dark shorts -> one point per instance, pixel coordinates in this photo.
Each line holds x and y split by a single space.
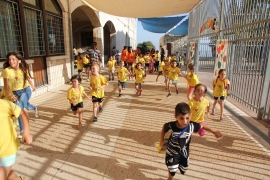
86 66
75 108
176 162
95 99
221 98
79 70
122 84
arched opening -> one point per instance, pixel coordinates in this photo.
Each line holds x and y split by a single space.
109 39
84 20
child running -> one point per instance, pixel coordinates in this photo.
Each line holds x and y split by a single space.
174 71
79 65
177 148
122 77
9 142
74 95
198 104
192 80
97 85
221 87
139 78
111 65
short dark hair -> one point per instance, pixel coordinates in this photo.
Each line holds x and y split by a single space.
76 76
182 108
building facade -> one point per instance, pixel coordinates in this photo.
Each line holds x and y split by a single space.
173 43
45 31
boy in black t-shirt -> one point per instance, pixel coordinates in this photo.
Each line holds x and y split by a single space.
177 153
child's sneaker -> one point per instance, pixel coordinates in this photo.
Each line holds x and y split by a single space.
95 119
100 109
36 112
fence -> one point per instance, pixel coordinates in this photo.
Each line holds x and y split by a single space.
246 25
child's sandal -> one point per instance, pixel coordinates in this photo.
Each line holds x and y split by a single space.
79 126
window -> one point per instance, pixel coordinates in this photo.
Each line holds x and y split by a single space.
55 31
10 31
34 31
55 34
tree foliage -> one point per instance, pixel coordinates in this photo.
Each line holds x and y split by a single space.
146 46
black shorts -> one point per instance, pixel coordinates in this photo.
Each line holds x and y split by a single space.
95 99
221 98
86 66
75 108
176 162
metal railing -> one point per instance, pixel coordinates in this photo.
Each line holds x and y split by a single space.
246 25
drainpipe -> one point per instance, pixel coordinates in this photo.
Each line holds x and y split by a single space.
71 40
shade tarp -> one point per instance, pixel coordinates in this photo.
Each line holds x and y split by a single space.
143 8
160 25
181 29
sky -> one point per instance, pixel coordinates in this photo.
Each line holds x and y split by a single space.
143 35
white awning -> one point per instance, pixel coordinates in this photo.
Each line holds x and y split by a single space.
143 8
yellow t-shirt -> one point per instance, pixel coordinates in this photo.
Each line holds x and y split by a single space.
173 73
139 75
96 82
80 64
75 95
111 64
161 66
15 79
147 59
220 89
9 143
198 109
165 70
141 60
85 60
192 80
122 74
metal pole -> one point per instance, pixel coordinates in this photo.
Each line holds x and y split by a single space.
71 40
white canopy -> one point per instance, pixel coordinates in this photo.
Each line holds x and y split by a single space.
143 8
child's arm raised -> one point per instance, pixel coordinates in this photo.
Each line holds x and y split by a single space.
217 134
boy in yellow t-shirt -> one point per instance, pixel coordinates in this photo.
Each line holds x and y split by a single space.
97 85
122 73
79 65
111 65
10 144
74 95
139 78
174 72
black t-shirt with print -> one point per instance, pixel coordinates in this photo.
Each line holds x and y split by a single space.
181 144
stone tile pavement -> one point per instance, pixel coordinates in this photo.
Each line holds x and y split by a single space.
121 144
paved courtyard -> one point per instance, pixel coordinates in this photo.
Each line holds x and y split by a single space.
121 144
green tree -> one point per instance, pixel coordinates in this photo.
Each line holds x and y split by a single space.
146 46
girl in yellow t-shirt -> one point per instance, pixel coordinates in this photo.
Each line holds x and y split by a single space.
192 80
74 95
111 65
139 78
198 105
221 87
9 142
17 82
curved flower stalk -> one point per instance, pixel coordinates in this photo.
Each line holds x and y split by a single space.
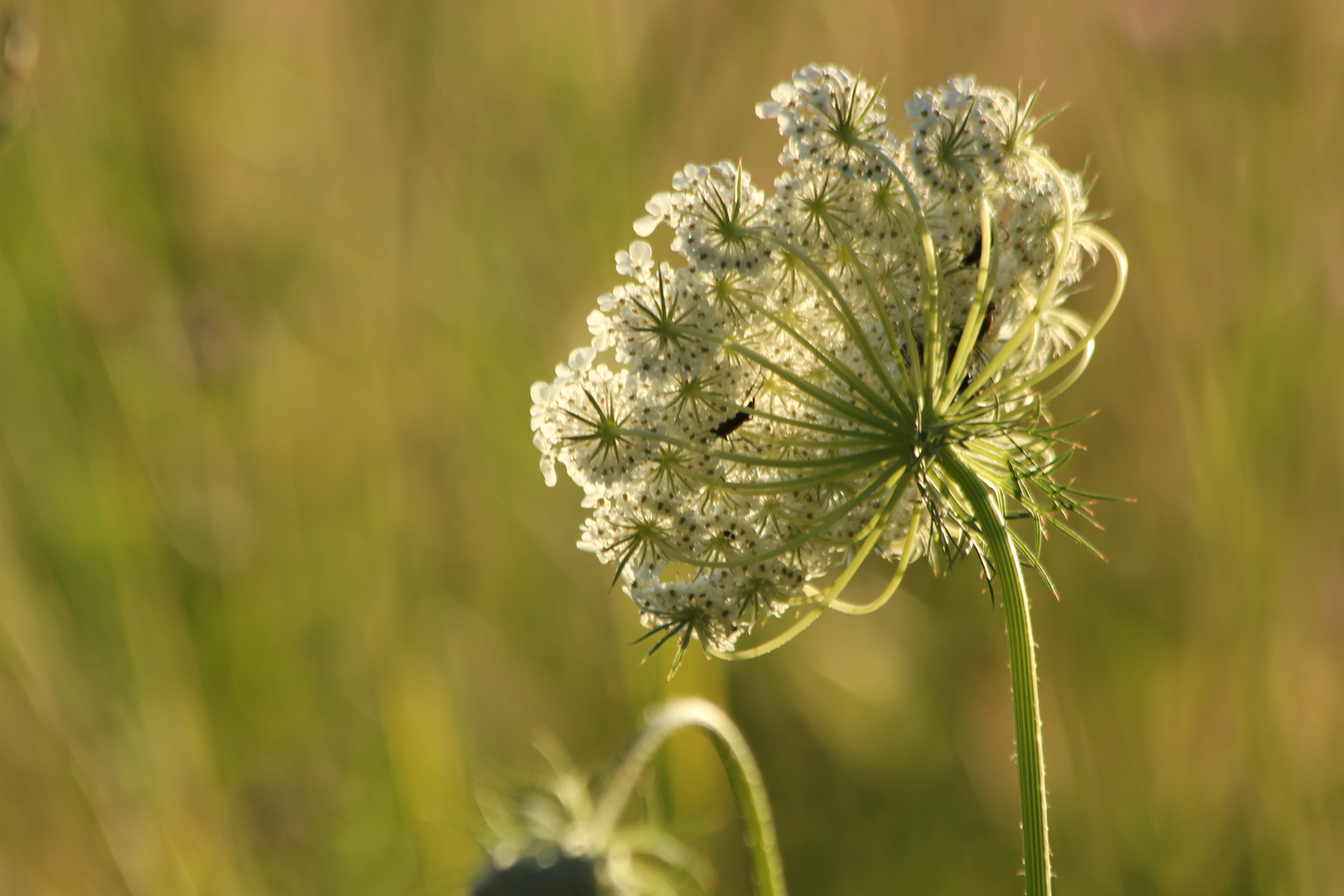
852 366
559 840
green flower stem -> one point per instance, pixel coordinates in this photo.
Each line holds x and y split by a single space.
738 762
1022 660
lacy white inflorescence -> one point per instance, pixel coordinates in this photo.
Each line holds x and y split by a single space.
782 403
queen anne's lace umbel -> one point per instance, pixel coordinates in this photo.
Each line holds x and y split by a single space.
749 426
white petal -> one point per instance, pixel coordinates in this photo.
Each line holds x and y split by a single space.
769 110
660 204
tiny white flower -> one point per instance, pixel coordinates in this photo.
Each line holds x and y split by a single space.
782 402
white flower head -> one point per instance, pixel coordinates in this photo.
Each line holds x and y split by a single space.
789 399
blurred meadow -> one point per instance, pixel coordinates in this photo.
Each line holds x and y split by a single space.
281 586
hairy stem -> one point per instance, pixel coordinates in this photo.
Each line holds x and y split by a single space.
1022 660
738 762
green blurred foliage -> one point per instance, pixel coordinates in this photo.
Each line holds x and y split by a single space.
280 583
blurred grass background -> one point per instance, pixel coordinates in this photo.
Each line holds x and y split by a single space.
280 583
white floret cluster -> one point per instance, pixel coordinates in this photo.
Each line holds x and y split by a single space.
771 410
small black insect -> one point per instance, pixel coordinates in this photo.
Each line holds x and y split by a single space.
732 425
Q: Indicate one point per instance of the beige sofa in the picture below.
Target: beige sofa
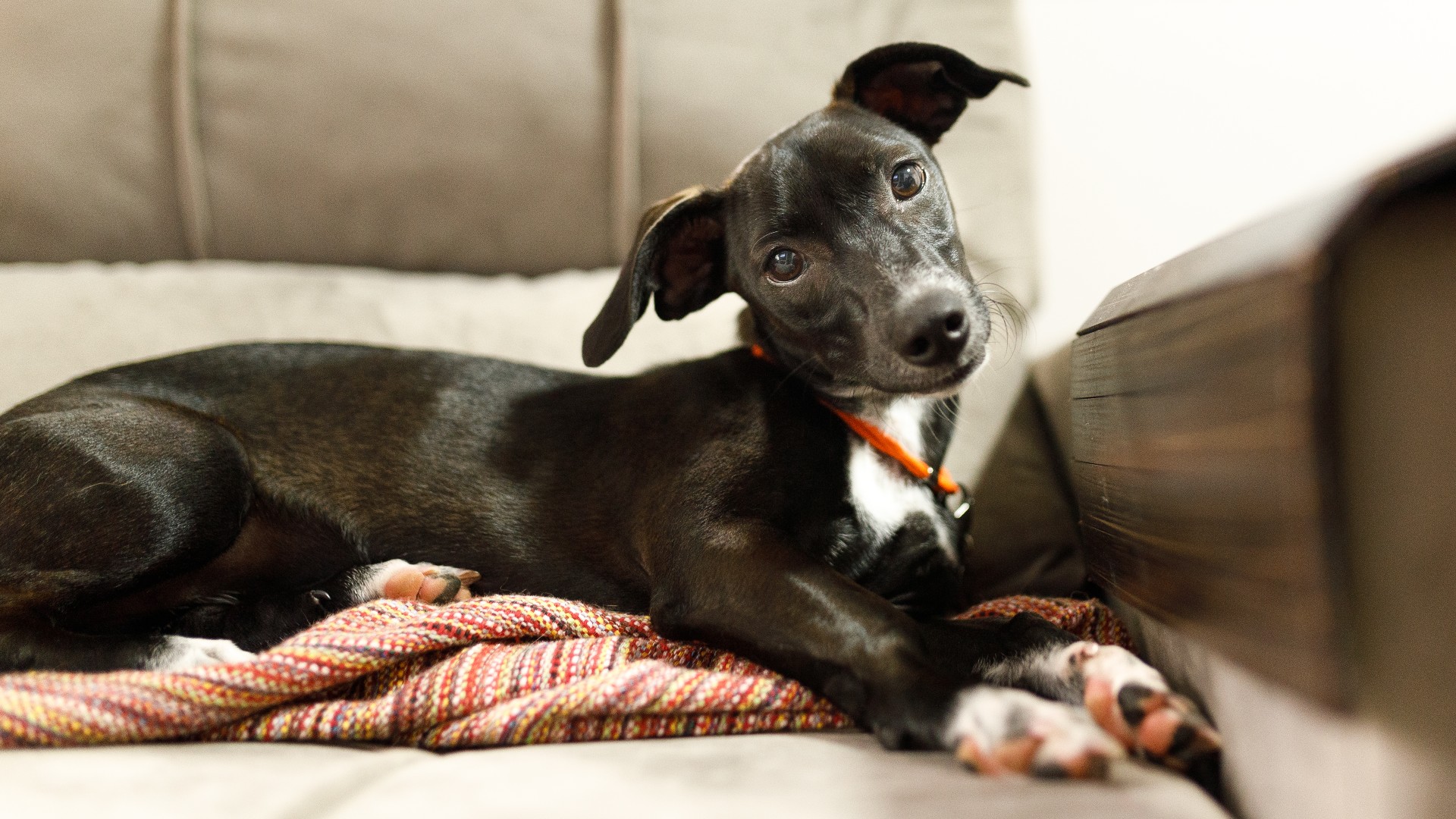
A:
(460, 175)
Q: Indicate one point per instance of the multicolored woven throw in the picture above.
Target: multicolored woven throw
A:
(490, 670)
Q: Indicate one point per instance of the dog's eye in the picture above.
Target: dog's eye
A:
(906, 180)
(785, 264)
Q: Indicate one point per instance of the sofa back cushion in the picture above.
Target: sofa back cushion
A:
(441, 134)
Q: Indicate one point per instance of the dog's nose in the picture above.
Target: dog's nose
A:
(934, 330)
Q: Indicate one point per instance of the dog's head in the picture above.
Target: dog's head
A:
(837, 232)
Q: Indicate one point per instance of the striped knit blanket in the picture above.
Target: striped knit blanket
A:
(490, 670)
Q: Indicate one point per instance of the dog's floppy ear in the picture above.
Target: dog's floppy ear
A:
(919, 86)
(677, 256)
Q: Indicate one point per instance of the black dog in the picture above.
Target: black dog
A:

» **Exercise objective**
Return every line in the records that includes the string "head".

» **Solution to this exercise**
white flower head -> one point per instance, pixel coordinates in this photo.
Q: Indicate one point per instance of the dog's head in the picture above.
Target: dog's head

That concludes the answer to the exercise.